What you should do =>
Change "Study the picture" to "Examine the picture" everywhere it appears in the lines below, leaving everything else as it is. Leave the pictures out of your answer.
## BEGIN Material provided
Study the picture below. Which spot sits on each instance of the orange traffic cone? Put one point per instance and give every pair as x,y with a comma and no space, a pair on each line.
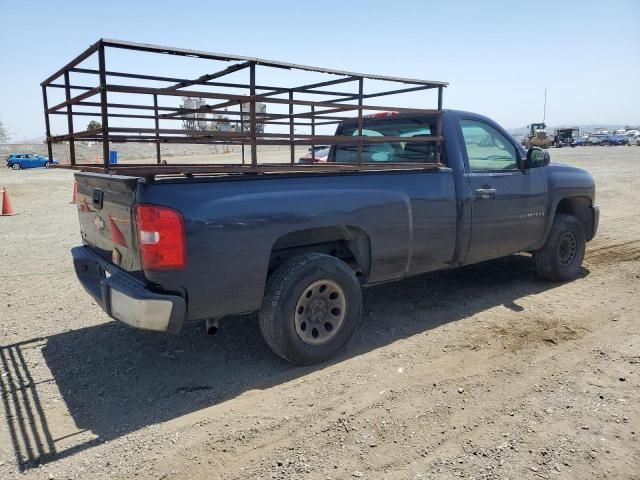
75,192
7,210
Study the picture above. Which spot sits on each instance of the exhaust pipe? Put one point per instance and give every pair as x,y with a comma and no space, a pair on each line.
212,326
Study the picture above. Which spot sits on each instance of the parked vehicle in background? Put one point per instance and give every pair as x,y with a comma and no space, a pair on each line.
565,137
18,161
596,140
614,140
320,155
633,137
537,136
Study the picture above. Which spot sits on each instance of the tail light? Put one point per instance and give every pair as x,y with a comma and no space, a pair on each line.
161,237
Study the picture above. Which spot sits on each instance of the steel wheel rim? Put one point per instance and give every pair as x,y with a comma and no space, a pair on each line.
320,312
567,249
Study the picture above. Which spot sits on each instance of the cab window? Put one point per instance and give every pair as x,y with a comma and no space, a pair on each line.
413,150
487,149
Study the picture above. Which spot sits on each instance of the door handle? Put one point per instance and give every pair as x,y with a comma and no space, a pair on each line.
485,193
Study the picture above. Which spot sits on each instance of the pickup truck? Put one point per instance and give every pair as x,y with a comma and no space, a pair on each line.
299,247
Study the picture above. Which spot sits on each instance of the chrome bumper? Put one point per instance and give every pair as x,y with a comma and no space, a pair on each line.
124,297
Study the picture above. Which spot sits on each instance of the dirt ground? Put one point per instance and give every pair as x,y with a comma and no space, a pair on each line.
483,372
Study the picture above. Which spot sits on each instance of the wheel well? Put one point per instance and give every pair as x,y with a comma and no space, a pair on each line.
349,244
579,208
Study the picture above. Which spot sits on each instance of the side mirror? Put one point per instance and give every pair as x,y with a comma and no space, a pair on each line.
536,157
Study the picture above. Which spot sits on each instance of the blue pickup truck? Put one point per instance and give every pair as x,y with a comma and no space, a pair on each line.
299,247
18,161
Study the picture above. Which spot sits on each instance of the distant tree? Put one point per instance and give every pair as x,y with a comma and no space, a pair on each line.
4,134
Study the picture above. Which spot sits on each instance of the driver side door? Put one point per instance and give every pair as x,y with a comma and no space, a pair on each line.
508,204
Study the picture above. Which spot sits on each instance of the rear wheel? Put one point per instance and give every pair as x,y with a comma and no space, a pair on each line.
311,308
560,258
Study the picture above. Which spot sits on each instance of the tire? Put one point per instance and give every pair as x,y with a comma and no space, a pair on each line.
297,312
560,258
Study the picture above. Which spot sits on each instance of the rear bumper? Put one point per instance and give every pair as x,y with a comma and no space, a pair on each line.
124,297
595,219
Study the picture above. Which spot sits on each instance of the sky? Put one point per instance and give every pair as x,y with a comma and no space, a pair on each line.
497,56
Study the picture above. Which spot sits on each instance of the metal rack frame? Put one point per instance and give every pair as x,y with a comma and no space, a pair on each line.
326,112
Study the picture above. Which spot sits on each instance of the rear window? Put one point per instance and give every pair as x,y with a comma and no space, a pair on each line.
412,150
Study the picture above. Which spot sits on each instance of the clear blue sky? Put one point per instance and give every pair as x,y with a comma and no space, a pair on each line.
497,56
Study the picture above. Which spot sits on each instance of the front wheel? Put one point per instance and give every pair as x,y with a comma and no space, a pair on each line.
311,308
560,258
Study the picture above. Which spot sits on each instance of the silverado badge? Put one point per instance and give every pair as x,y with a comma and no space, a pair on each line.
99,223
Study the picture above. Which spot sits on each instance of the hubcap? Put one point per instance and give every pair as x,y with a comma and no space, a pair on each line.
320,312
567,249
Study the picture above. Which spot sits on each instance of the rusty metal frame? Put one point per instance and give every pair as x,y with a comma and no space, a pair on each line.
332,109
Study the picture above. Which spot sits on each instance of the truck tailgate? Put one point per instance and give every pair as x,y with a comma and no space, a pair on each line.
105,209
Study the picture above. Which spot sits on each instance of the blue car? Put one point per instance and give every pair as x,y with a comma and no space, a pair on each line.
617,140
18,161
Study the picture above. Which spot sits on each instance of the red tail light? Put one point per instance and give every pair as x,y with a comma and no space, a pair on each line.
161,237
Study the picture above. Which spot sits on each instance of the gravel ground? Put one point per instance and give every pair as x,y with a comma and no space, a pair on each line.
483,372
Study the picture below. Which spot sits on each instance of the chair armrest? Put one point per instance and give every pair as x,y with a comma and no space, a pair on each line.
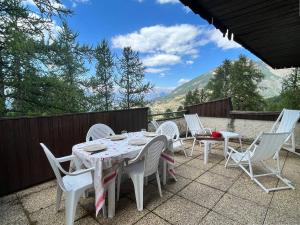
## END Material provided
Full response =>
Examine the picture below. Which spot sits on each instance of the orange traffic cone? Put one point per instance and give every pair as x,y with a comma and no space, a pair on each line.
75,192
7,210
Examine the picture above. Which spot sits on each instance of the exhaust pipe? Put one point per instance and give every pair as x,y with a comma and no space, a pair on each line.
212,326
Examine the picture above. Which spot sits on each instance of the parked vehicle in background? Put one point per instance and give every pair as x,y with a comma and no space, a pair on each line.
565,137
18,161
596,140
614,140
320,155
633,137
537,136
Examine the picture above. Which spot sits on each instance of the tail light? Put one point per instance and give every pair as x,y with a comma and no space, a pair on each line.
161,237
Examine the picture above. Which spot sits on each instance of the steel wheel rim? Put one point per instance and give every pair as x,y with a comma and no space, a pair on each line.
320,312
567,249
Examine the picture above. Which spot sits on each instance of the cab window? Put one point per instance and give every pair as x,y with a comma and no space, a pair on each line.
413,150
487,149
Examine the picture above. Which spot sits on each instance of the door handle? Put one point per instance and give every pair as x,y with a comma and no space, a pair on each line.
485,193
Examine the picture above. Which spot sits on each instance of the pickup truck? Put one point per instance and give every pair as x,y with a comma and no space, a pair on each line.
299,247
Examine the picture above. Which spot sits on each instance of the chrome bumper? Put one point per instance and give every pair as x,y with a comma and no space, a pair on each line.
124,297
Examine the picture above. Which spot sits on each instance of the dirt ground? Put one point per instance and give every pair as x,y with a comma and no space, a pair on each line.
483,372
Examine the picture above. Which spot sits on each instance of the wheel well? Put one point per instance and give every pair as x,y with a comma and no space, a pair on each line.
349,244
579,208
Examine the picture above. Which spot sits on each instance of the side mirror? Put one point per instance and give every pair as x,y with a comma and no space, a pair on each line.
536,157
Examine the picture above. Which spot sits on each instance of the blue pickup truck? Put one point per instance and give every pair as x,y with a comma and no space, a pair on each line.
299,247
18,161
Examine the picture above. Which spot sits on each instance of the distant tree? Put one point per instance and give every pair as x,y with a comma and no space, a pair on each line.
4,134
Examine the picture above. Which spot sits on each instance of the driver side door? Put one point per instance and give every pair as x,y with a comma and no space, a pair on each line.
508,204
Examine the picture above. Which spot sits on each instance of the rear wheel? Put one point per instance and give every pair as x,y with a comma and no space, a pair on each line.
311,308
560,258
Examine the picture above. Which spot sits on each instance of the tire? Put one point per instance and give every pair as x,y with a comma and no space, a pair on each line.
297,312
560,258
Examine the picture above. Which spot sits on each instance of the rear bumper? Put one point per instance and give every pair as x,y with a comma and no space, a pair on each line.
124,297
595,219
Examine the picture above. Which spot sits on each instance of the sky? Put one point per instance and give every pair as x,y with a comma and no space, a pair on each line.
497,56
Examine the picture above. Which spot sits on each instance of the metal rack frame? Put one point per instance and give every pair as x,y with a comma and no space, a pair on each line.
326,112
Examine the picture above. Which spot sits on each instance of the rear window? Put one point per instance and give every pair as x,y with a comma and no space, a pair on each line.
412,150
Examine the picture above. Which spot sits on each instance of the clear blue sky? Put one point per instance and give every pair as x,y with a comma and no space, a pair on each line.
497,56
Examine the picture above. Which spot sits on each instance of the front wheel? Put one point per instance and give every pair as x,y with a comma and no space, a pair on each line.
311,308
560,258
Examine the picture above. Which spot sits on each instance of the silverado badge? Put one point per instance and give every pair as x,y with a comma and no space, a pair on each line.
99,223
Examine the picture above. Which spot sits on each instance of the hubcap? Put one point per instance and give every pair as x,y with a comma and no space, a pair on each line.
320,312
567,249
Examine the picture above. Which spot sits on each instance of the rusty metal frame? Put one point per instance and give every pair as x,y with a comma and no space, a pair on each line.
332,109
Examine the picture above. Which spot sits on each instance of the truck tailgate? Put one point per instance and give every pair as x,y with a comma and no space, a pair on each line.
105,209
Examine the picture above. Which spot sits on each instance of the blue car? Put one point per instance and give every pair as x,y with a comma and no space, a pair on each line.
617,140
18,161
Examine the picture above. Which spot sits on each instance of the red tail light? Put one point per instance and give every pair as x,y with a comma and no space, a pair on each line.
161,237
Examine the picture above. Which spot sits on each instance of the gravel ground? Put one point per instance and give every pair as x,y with a comma and no space, a pair on each line.
483,372
Examine the picture below. Which spot sits on each instance of the chair armrest? Put one point per instance and give every pair as x,y with a comma and no space, a pair on each line.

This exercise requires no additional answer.